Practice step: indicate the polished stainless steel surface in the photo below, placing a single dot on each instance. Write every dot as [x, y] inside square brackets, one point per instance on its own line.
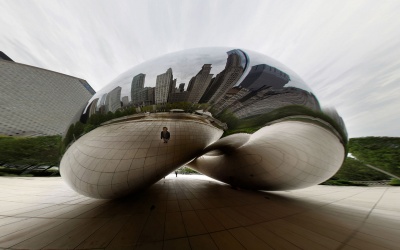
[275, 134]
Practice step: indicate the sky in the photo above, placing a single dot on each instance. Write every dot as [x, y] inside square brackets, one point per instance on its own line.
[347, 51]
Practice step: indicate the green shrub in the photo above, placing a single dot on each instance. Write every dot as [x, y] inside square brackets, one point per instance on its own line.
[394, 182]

━━━━━━━━━━

▸ **STATED GOAL**: Rewrite all the entries above as a two-column CSV with the headers entry_text and answer. Give one row per entry, put each field in quotes with line breaks turned into spaces, and leave the pictures out.

▸ **WRITTEN SOLUTION**:
entry_text,answer
"Practice step: indicate the polished stainless steel surface in the photo below, placing a single dot on each instance. Write every dot as [x, y] inside square brackets, one point per instance on its own line.","[275, 134]"
"Practice step: indicate the sky in the photo above, placing a single dot on each instance. Write every dot as [x, y] inside square brackets, one point per instance on its own line.","[347, 51]"
"Practice step: indicate the green shrub in the photo above, placing a single dot on each instance. Write every dot as [x, y] inside square brackets, one point per instance on its own line.","[394, 182]"